##### GIVEN DATA

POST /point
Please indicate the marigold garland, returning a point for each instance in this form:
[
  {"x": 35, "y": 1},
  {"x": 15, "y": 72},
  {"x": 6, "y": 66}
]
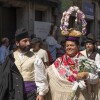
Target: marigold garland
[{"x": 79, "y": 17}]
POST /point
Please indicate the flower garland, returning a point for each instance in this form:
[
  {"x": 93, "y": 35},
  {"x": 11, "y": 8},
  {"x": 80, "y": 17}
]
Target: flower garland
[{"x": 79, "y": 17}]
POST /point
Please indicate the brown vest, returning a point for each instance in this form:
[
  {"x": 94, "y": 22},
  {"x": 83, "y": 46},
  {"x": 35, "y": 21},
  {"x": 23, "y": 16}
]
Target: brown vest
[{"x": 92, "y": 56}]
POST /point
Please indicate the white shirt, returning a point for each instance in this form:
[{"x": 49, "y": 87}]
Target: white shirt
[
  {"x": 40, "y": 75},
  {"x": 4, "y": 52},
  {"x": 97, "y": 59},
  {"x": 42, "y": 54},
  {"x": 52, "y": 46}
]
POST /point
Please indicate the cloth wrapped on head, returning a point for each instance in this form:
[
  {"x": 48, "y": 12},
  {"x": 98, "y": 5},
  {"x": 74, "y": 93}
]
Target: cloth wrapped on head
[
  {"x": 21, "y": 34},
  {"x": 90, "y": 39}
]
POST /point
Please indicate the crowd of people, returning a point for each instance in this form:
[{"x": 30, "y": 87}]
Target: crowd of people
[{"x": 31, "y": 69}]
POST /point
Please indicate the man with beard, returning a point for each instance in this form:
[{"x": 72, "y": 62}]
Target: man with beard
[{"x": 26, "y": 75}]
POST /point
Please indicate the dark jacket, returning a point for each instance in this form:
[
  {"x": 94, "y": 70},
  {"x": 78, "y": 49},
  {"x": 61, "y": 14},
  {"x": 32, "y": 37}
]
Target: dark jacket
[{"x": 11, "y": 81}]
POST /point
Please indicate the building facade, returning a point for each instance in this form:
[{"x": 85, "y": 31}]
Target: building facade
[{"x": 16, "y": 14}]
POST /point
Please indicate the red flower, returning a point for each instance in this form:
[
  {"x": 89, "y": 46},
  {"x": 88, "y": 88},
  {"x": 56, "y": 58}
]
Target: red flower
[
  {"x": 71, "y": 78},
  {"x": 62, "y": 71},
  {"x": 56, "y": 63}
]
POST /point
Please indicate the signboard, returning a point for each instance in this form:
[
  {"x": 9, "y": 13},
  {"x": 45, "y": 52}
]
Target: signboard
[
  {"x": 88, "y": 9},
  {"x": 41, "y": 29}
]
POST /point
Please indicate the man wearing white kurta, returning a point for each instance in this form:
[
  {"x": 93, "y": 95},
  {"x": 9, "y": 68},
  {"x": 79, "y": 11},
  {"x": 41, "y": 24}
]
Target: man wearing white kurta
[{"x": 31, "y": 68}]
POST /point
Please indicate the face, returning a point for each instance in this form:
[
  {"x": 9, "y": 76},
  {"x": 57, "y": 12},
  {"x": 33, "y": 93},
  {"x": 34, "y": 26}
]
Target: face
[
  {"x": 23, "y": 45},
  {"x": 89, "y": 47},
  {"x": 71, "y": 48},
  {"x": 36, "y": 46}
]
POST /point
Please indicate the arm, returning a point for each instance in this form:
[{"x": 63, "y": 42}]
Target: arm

##########
##### GIVEN DATA

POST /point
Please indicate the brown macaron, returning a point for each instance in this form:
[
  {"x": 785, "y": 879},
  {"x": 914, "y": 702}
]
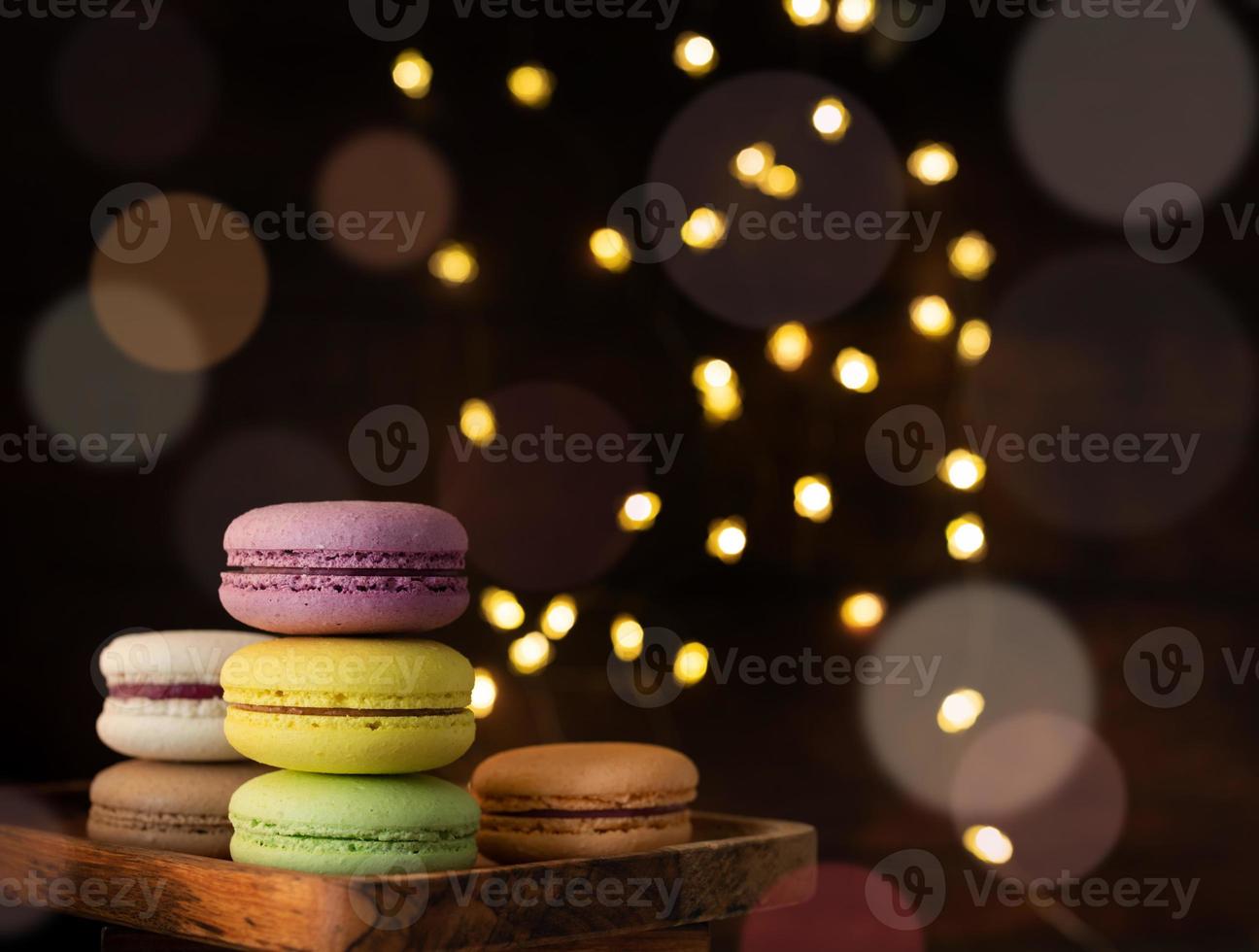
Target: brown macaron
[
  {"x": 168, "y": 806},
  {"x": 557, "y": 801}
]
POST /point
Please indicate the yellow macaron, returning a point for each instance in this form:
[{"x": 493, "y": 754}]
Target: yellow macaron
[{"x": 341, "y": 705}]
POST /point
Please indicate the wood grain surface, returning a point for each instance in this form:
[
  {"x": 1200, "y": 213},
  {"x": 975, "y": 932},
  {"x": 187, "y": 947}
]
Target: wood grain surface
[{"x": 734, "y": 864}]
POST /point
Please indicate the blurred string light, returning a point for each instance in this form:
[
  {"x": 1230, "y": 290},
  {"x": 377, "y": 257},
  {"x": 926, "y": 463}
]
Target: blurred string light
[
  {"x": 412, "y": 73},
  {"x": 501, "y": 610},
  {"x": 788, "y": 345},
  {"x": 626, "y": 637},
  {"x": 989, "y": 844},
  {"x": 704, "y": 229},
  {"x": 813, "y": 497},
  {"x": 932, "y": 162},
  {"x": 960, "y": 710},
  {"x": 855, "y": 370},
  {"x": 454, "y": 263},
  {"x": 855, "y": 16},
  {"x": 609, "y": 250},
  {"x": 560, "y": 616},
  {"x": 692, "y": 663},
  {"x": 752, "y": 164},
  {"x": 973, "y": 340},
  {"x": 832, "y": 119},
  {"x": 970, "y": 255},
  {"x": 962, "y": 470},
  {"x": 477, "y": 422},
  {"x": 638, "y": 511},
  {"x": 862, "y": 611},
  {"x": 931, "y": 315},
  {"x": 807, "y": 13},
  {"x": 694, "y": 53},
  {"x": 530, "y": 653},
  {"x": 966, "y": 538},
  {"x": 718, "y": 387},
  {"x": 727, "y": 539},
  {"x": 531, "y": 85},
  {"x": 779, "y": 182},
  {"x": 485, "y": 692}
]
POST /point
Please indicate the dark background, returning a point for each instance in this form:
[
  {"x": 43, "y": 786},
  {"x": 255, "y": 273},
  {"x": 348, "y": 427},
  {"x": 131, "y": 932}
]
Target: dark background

##########
##### GIVEN DATA

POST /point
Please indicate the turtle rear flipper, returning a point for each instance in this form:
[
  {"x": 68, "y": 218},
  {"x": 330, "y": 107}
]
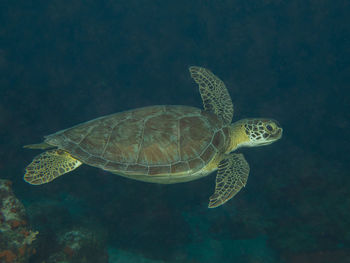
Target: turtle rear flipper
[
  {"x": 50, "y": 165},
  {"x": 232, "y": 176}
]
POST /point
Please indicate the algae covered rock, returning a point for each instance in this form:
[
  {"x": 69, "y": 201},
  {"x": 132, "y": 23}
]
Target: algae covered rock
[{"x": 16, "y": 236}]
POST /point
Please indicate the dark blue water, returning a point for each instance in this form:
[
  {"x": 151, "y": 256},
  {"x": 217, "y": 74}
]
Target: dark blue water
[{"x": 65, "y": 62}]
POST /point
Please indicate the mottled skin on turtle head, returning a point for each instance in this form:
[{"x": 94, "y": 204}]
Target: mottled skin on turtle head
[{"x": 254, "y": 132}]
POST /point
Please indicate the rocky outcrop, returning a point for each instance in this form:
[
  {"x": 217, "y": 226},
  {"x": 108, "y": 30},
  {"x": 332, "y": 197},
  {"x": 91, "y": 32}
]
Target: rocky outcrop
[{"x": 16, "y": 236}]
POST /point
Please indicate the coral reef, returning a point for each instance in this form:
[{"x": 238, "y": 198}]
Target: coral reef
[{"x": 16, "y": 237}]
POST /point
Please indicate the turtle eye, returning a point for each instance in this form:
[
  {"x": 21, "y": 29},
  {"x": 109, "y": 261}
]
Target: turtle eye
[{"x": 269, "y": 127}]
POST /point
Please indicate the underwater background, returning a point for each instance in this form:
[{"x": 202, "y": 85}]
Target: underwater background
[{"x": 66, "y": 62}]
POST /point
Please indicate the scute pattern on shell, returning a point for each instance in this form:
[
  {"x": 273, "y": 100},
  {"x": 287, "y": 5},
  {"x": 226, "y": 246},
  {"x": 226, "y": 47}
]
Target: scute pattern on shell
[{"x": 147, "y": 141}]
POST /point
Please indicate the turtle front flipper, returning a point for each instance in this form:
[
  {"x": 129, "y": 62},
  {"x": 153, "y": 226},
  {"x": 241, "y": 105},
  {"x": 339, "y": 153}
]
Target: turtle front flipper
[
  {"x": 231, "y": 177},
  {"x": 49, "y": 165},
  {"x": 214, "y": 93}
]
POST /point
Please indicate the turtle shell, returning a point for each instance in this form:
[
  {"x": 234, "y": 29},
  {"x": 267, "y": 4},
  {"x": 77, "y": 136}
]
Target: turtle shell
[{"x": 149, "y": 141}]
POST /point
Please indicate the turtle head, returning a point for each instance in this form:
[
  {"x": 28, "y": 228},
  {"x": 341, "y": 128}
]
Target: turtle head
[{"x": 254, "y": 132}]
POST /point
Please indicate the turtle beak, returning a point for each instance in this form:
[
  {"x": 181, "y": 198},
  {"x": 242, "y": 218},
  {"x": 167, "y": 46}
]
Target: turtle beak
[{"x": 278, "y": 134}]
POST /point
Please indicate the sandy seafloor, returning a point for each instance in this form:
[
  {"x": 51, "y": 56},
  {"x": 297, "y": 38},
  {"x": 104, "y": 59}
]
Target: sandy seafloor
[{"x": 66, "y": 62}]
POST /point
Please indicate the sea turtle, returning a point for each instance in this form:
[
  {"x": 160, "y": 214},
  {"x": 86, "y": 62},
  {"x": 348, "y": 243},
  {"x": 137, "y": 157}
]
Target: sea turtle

##########

DO THIS -> How many of the lines above contain the string "flower"? Case counts, and your reply should be the number alone.

SOLUTION TO THE EXERCISE -> 4